Every record should be written out exactly, with the pictures left out.
-- START OF Supplied data --
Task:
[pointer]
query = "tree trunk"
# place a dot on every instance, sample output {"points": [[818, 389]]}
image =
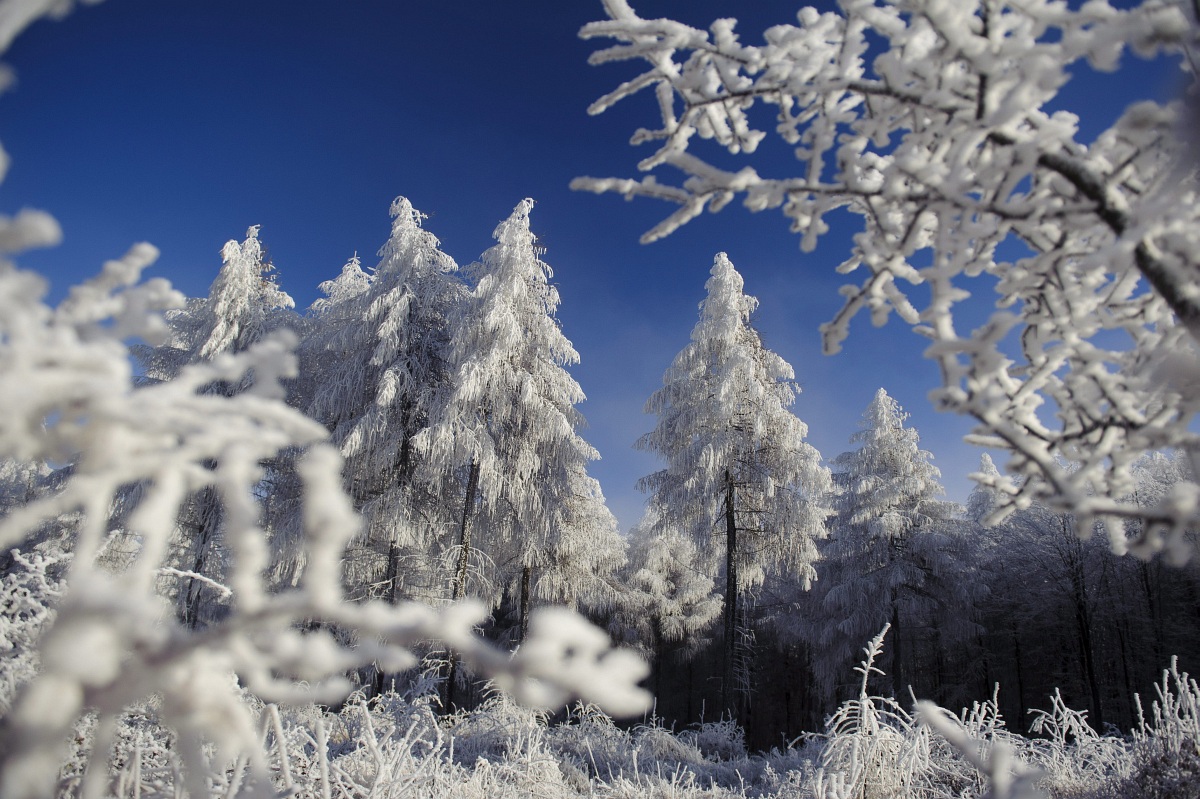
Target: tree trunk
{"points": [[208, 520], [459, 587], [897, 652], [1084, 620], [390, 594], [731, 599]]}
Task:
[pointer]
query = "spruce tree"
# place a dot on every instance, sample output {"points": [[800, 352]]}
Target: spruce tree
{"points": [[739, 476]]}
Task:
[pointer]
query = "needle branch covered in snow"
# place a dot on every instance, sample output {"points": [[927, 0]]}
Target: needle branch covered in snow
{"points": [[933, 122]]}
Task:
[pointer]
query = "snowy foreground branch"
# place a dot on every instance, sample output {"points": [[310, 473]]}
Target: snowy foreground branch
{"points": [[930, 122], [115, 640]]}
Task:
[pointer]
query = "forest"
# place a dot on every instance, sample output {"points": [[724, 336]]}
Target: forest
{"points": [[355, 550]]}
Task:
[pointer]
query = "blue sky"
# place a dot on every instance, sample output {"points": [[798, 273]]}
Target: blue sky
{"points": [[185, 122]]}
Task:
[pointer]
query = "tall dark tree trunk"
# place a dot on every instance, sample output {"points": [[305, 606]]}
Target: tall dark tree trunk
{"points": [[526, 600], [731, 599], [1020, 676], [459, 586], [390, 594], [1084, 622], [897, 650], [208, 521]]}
-- END OF Supplied data --
» Exercise response
Task:
[pointer]
query = "tree trunk"
# place a dot on every instance, sample output {"points": [[818, 389]]}
image =
Target: tree trunk
{"points": [[208, 520], [459, 587], [897, 652], [1084, 620], [390, 594], [731, 599]]}
Task:
[pointer]
query = "spruce tree"
# place a dot on every instance, sample output {"points": [[800, 352]]}
Target: spruce tree
{"points": [[739, 476]]}
Task:
[pointer]
query = "needle branch covered in snow"
# place a dot on every instance, sample output {"points": [[927, 0]]}
Target: needle branch covered in snow
{"points": [[933, 122]]}
Task:
[pointer]
query = "snowy foreground branch"
# place a dot on every instance, sample output {"points": [[310, 473]]}
Target: snowy foreground branch
{"points": [[930, 122], [115, 640]]}
Task:
[pointer]
query = "forest"
# place a dot on every instance, sample output {"points": [[724, 336]]}
Target: forest
{"points": [[355, 550]]}
Task:
[pointer]
query = "blue sky"
# place a dot on every instance, sample output {"points": [[798, 273]]}
Target: blue sky
{"points": [[185, 122]]}
Task:
[pointer]
query = "tall dark tree trunk"
# place a dot on every instance, sample output {"points": [[305, 606]]}
Target: tall dark tree trunk
{"points": [[526, 600], [731, 599], [1020, 676], [459, 586], [390, 594], [1084, 622], [897, 650], [208, 521]]}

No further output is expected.